[Supplied information]

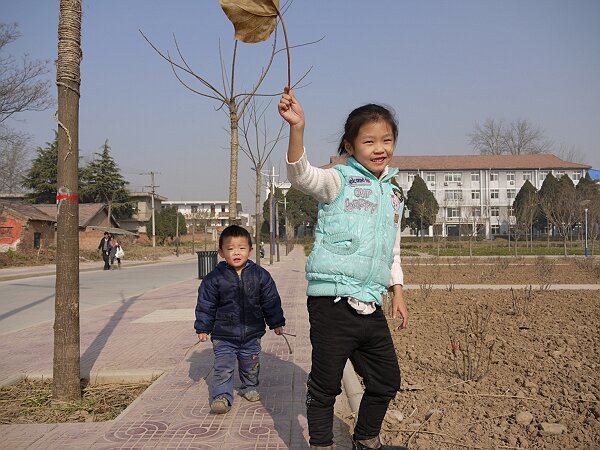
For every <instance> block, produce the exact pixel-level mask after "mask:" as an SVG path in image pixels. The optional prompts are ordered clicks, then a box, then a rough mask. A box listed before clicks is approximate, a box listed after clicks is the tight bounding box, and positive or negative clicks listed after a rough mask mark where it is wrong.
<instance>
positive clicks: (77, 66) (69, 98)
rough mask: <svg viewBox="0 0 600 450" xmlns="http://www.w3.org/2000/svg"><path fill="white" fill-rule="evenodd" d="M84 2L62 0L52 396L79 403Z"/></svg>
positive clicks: (61, 4)
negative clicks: (53, 355)
mask: <svg viewBox="0 0 600 450" xmlns="http://www.w3.org/2000/svg"><path fill="white" fill-rule="evenodd" d="M80 42H81V0H60V15H59V20H58V62H57V75H56V84H57V86H58V192H57V197H56V199H57V202H58V212H57V239H56V301H55V313H54V314H55V318H54V362H53V377H54V384H53V391H52V395H53V398H54V399H55V400H60V401H74V400H79V399H81V387H80V349H79V230H78V226H79V207H78V198H77V189H78V185H77V182H78V180H77V165H78V161H79V86H80V84H81V78H80V64H81V45H80Z"/></svg>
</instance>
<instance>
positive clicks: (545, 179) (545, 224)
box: [534, 173, 558, 234]
mask: <svg viewBox="0 0 600 450" xmlns="http://www.w3.org/2000/svg"><path fill="white" fill-rule="evenodd" d="M557 191H558V180H557V179H556V177H555V176H554V175H552V174H551V173H549V174H548V175H546V178H544V181H543V182H542V186H541V187H540V190H539V191H538V194H537V197H538V205H540V208H539V210H538V216H537V217H536V220H535V224H534V225H535V226H536V227H537V228H538V229H540V230H545V229H547V228H548V227H549V226H550V223H549V222H548V218H547V217H546V211H545V210H544V208H543V207H542V205H545V204H548V203H550V202H551V201H552V199H553V198H554V197H556V193H557ZM548 234H550V230H548Z"/></svg>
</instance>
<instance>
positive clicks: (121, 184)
mask: <svg viewBox="0 0 600 450" xmlns="http://www.w3.org/2000/svg"><path fill="white" fill-rule="evenodd" d="M94 155H95V156H96V158H94V159H93V160H92V161H90V163H89V164H88V165H87V166H86V167H85V168H84V169H83V170H82V174H81V187H80V189H79V191H80V196H81V201H82V202H83V203H94V202H95V203H104V204H105V205H106V207H107V208H108V213H109V216H110V215H111V214H113V215H114V216H115V217H131V215H132V214H133V212H134V209H135V205H134V203H133V202H131V201H129V192H128V191H127V185H128V184H129V182H128V181H125V179H124V178H123V176H122V175H121V171H120V169H119V166H118V165H117V163H116V161H115V160H114V158H113V157H112V156H110V147H109V145H108V139H107V140H106V141H105V142H104V145H103V146H102V152H101V153H95V154H94Z"/></svg>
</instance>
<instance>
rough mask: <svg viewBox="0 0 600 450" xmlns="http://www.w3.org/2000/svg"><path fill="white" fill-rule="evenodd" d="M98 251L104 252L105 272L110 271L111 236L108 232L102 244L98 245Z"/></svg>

[/Supplied information]

__What you need to do__
Repeat each of the entries above exactly, but do not carry over the pictures.

__Response__
For every <instance> block, produce the exact pixel-level mask after "mask:" as an SVG path in image pixels. The optional prompts are ordered clicks, then a box, then a rough mask. A box listed before clicks is approximate, a box listed after clicks is the tight bounding box, and positive or negative clicks listed after a rough mask mark where it is wrong.
<instance>
positive clicks: (77, 66) (69, 98)
rough mask: <svg viewBox="0 0 600 450" xmlns="http://www.w3.org/2000/svg"><path fill="white" fill-rule="evenodd" d="M84 2L62 0L52 396L79 403Z"/></svg>
positive clicks: (61, 4)
negative clicks: (53, 355)
mask: <svg viewBox="0 0 600 450" xmlns="http://www.w3.org/2000/svg"><path fill="white" fill-rule="evenodd" d="M80 42H81V0H60V15H59V20H58V62H57V75H56V84H57V86H58V192H57V197H56V199H57V202H58V212H57V239H56V301H55V313H54V314H55V318H54V362H53V377H54V384H53V391H52V395H53V398H54V399H55V400H60V401H74V400H79V399H81V387H80V349H79V230H78V226H79V207H78V198H77V189H78V185H77V182H78V180H77V165H78V161H79V86H80V84H81V78H80V64H81V45H80Z"/></svg>
</instance>
<instance>
positive clicks: (545, 179) (545, 224)
box: [534, 173, 558, 234]
mask: <svg viewBox="0 0 600 450" xmlns="http://www.w3.org/2000/svg"><path fill="white" fill-rule="evenodd" d="M557 191H558V180H557V179H556V177H555V176H554V175H552V174H551V173H549V174H548V175H546V178H544V181H543V182H542V186H541V187H540V190H539V191H538V194H537V197H538V205H540V208H539V210H538V216H537V217H536V220H535V224H534V225H535V226H536V227H537V228H538V229H540V230H545V229H547V228H548V227H549V226H550V223H549V222H548V218H547V217H546V211H545V210H544V208H543V207H542V205H545V204H548V203H550V202H551V201H552V199H553V198H554V197H556V193H557ZM548 234H550V230H548Z"/></svg>
</instance>
<instance>
positive clicks: (121, 184)
mask: <svg viewBox="0 0 600 450" xmlns="http://www.w3.org/2000/svg"><path fill="white" fill-rule="evenodd" d="M94 155H95V156H96V158H94V159H93V160H92V161H90V163H89V164H88V165H87V166H86V167H85V168H84V169H83V170H82V174H81V187H80V189H79V191H80V196H81V201H82V202H83V203H94V202H95V203H104V204H105V205H106V207H107V208H108V213H109V216H110V215H111V214H113V215H114V216H115V217H131V215H132V214H133V212H134V209H135V205H134V203H133V202H131V201H129V192H128V191H127V185H128V184H129V182H128V181H125V179H124V178H123V176H122V175H121V171H120V169H119V166H118V165H117V163H116V161H115V160H114V158H113V157H112V156H110V147H109V145H108V139H107V140H106V141H105V142H104V145H103V146H102V152H101V153H95V154H94Z"/></svg>
</instance>
<instance>
rough mask: <svg viewBox="0 0 600 450" xmlns="http://www.w3.org/2000/svg"><path fill="white" fill-rule="evenodd" d="M98 251L104 252L105 272L110 271L111 236L108 232L102 244L98 245Z"/></svg>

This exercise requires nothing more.